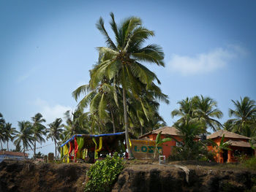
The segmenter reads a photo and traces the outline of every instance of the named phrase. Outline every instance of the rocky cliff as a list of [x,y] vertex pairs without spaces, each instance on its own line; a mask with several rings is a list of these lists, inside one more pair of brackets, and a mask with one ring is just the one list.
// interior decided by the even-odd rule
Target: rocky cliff
[[[89,164],[0,164],[0,191],[83,191]],[[217,166],[127,164],[112,191],[256,191],[256,172]]]

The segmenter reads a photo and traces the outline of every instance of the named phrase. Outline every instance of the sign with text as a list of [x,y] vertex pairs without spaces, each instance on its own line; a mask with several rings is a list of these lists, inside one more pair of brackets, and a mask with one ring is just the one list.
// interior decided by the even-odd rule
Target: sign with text
[[[131,139],[131,142],[132,152],[135,158],[142,160],[153,159],[156,141],[148,139]],[[162,152],[162,145],[157,147],[157,148],[160,153]]]

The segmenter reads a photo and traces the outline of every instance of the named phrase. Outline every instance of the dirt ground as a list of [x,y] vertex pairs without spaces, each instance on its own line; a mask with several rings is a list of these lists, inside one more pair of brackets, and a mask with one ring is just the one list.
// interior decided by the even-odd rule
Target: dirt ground
[[[83,191],[90,166],[3,161],[0,164],[0,191]],[[254,185],[256,172],[236,165],[193,161],[159,165],[129,161],[112,191],[235,192],[250,191]]]

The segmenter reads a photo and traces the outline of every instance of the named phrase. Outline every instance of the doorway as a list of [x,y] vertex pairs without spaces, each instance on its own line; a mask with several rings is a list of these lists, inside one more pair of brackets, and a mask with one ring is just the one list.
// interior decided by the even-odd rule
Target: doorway
[[227,161],[227,150],[223,150],[222,157],[223,162],[226,163]]

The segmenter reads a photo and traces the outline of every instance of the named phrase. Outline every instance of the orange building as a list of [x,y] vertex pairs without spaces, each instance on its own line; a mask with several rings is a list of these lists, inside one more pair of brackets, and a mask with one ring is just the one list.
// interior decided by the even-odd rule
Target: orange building
[[[219,158],[219,154],[217,153],[217,155],[215,156],[217,162],[236,162],[237,161],[236,155],[244,154],[247,156],[252,156],[253,155],[254,150],[249,142],[249,139],[251,139],[249,137],[225,130],[219,130],[208,136],[207,139],[211,139],[219,146],[223,134],[225,134],[224,142],[229,141],[230,143],[229,147],[230,150],[223,150],[222,153],[220,153]],[[209,150],[217,152],[217,150],[213,148],[212,146],[208,146],[208,148]]]
[[[165,137],[168,137],[168,136],[172,136],[177,141],[182,141],[181,138],[178,136],[178,130],[174,127],[165,126],[159,128],[156,130],[153,130],[146,134],[140,136],[140,139],[148,139],[150,140],[156,140],[157,134],[162,131],[161,139],[164,139]],[[162,155],[165,155],[167,158],[172,153],[172,149],[173,146],[177,146],[176,142],[173,139],[170,142],[165,142],[162,145]]]

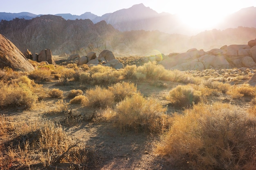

⁂

How many lines in the data above contain the string "Target"? Reply with the number alone.

5